#### Records for processing:
◆ ◆ ◆ ◆

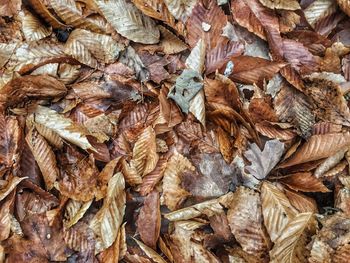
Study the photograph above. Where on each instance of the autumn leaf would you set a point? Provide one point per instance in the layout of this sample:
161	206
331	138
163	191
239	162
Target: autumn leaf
262	162
129	21
290	245
108	219
148	222
145	155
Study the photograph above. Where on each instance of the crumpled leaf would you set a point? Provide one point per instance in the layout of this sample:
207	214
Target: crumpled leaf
290	245
92	48
44	156
108	219
262	162
148	222
283	4
318	147
64	127
246	221
293	106
145	155
129	21
32	28
187	85
29	87
276	209
304	182
173	193
180	9
71	15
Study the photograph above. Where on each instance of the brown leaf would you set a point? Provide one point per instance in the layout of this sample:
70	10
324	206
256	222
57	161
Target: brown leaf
301	202
250	70
304	182
224	51
31	87
173	193
331	105
246	222
201	19
148	222
318	147
44	156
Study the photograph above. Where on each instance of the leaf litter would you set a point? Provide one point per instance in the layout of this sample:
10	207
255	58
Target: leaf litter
174	131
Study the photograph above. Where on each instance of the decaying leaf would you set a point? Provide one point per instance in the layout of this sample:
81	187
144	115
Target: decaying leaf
276	209
290	245
173	194
129	21
262	162
108	219
246	221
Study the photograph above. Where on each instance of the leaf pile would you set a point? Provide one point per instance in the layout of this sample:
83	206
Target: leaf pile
175	131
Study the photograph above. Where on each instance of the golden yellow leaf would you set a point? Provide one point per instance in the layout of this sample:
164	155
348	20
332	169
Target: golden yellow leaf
145	155
44	156
108	219
173	194
276	208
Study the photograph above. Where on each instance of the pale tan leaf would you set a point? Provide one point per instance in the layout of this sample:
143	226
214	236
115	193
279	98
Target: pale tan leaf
75	210
197	107
11	184
180	9
72	16
304	182
173	194
209	208
196	59
52	137
92	48
290	245
170	43
276	208
145	155
32	28
150	252
64	127
262	162
318	147
246	221
108	219
129	21
44	156
318	10
282	4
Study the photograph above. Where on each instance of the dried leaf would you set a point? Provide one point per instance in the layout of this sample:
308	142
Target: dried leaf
108	219
276	209
246	221
318	147
64	127
290	245
71	15
187	85
32	28
31	87
293	106
92	48
304	182
250	70
44	156
262	162
145	155
148	222
129	21
287	5
173	194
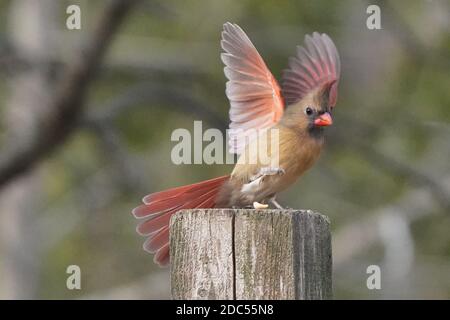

◆ ◆ ◆ ◆

#### What is being asked:
Set down each of the records precisely, leaving any pictures behind.

#### Answer to the problem:
Study the photograph above. Where on each instance of the autumn leaf would you set a point? Provide one point per instance in the layout of this sample:
161	206
331	138
163	191
239	162
Target: autumn leaf
262	162
129	21
290	245
108	219
148	222
145	155
Study the photograph above. Where on each instance of the crumpled leaf would you set a point? Provide one point per instance in the layout of this sample:
207	214
Target: crumpled leaf
290	245
92	48
44	156
108	219
262	162
148	222
283	4
318	147
64	127
246	221
293	106
145	155
129	21
32	28
187	85
29	87
276	209
304	182
173	193
180	9
71	15
Study the photograph above. Where on each instance of the brown leaf would you set a point? Provide one point per instance in the layout of this sample:
70	10
324	206
256	222
57	161
Target: brown leaf
301	202
250	70
304	182
224	51
31	87
173	193
331	105
246	222
201	19
148	222
318	147
44	156
Study the photograph above. Where on each instance of the leaf litter would you set a point? Provide one point per instance in the layout of this sample:
10	207
255	58
Target: leaf litter
174	131
Study the photograph above. Where on each instance of the decaying leaf would you set a point? Provide one point per instance in the layout of this sample:
81	187
144	115
Target: decaying leaf
276	209
290	245
173	194
129	21
262	162
108	219
246	221
Study the photograph above. Where on each instance of the leaf pile would you set a point? Provide one point per instance in the layout of this sample:
83	206
Target: leaf pile
175	131
Study the photograph above. Where on each instance of the golden yellow leaf would you set a point? Provide one point per instance in the layout of this sample:
164	155
348	20
332	169
Target: golden yellow leaf
145	155
44	156
108	219
173	194
276	208
Study the photograph above. Where on each instance of the pale tan leaf would you set a point? Provide one point per instance in the layout of this sample:
143	226
214	236
115	193
279	98
Target: pale tan leaf
75	210
197	107
11	184
180	9
72	16
304	182
173	194
209	208
196	59
52	137
92	48
290	245
170	43
276	208
145	155
32	28
150	252
64	127
262	162
318	147
246	221
108	219
129	21
44	156
318	10
282	4
Study the photograph above. Where on each instance of the dried leaf would you set a point? Provide one point per instance in the layout of this sample:
308	142
Target: dried leaf
108	219
276	209
246	221
318	147
64	127
290	245
71	15
187	85
32	28
31	87
293	106
92	48
304	182
250	70
44	156
262	162
145	155
148	222
129	21
287	5
173	194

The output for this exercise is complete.